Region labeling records
════════
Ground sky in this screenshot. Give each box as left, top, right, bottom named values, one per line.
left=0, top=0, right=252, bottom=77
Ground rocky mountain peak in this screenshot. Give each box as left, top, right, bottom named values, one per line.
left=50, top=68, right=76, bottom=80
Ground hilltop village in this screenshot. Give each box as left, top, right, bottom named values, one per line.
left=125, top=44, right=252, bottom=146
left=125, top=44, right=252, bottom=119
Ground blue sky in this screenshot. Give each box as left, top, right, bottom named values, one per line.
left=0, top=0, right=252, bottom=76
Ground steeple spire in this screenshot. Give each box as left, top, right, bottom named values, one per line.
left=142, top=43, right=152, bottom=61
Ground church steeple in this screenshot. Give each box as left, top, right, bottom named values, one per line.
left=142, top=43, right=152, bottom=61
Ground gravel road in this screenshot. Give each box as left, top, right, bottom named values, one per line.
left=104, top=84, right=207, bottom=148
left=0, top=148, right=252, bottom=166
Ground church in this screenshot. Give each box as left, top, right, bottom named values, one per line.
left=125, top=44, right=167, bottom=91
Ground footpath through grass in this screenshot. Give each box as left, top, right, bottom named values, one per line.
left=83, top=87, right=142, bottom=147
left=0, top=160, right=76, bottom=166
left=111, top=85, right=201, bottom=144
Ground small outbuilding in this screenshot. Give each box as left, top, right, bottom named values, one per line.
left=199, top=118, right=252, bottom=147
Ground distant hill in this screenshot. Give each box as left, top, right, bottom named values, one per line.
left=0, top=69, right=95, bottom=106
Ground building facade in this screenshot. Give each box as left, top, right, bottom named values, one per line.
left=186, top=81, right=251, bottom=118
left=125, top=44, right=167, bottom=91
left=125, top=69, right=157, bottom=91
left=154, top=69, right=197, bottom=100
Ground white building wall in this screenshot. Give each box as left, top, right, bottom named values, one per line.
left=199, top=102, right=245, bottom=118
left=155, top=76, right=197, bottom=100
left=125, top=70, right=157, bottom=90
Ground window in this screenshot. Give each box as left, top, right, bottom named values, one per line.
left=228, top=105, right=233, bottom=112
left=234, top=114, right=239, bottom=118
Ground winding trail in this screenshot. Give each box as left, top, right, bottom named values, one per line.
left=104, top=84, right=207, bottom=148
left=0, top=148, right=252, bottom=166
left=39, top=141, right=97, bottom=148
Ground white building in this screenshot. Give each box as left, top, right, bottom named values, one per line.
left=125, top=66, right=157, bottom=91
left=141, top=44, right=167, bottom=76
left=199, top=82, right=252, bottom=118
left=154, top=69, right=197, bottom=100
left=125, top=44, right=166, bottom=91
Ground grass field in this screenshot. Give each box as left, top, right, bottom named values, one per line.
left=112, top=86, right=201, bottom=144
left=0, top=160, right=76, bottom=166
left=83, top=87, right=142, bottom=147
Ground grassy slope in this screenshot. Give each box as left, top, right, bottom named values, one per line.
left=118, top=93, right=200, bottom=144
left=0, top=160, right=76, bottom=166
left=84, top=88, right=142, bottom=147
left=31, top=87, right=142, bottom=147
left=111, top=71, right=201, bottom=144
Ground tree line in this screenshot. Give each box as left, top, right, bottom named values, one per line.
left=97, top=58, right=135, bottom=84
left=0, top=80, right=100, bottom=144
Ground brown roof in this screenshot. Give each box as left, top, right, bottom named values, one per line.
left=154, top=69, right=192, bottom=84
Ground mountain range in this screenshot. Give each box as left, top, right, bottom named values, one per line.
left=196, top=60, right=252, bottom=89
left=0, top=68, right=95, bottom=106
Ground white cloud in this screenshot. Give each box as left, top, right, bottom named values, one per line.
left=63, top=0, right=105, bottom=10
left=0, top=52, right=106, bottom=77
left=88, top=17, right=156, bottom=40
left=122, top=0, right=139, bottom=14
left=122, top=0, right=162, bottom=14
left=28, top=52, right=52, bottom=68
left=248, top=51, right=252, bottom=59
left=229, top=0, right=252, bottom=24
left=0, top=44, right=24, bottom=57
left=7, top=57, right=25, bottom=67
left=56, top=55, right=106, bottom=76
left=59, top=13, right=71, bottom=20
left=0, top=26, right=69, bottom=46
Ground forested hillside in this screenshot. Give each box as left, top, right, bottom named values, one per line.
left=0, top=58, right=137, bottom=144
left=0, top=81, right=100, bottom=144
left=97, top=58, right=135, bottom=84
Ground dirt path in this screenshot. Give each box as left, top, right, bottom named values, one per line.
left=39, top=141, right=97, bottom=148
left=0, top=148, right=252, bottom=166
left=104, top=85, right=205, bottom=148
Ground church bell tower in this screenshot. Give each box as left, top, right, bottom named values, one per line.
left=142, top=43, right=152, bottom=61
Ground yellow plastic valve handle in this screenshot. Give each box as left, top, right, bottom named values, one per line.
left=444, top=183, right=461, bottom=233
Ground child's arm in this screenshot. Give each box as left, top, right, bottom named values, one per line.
════════
→ **TASK PROMPT**
Rewrite the lines of the listing above as a numbered list, from the line with "Ground mountain range" to the line with "left=0, top=68, right=95, bottom=106", both included. Leave out any blank lines.

→ **WRITTEN REPLY**
1. Ground mountain range in this screenshot. Give each box as left, top, right, bottom named values, one per line.
2. left=196, top=60, right=252, bottom=89
3. left=0, top=68, right=95, bottom=106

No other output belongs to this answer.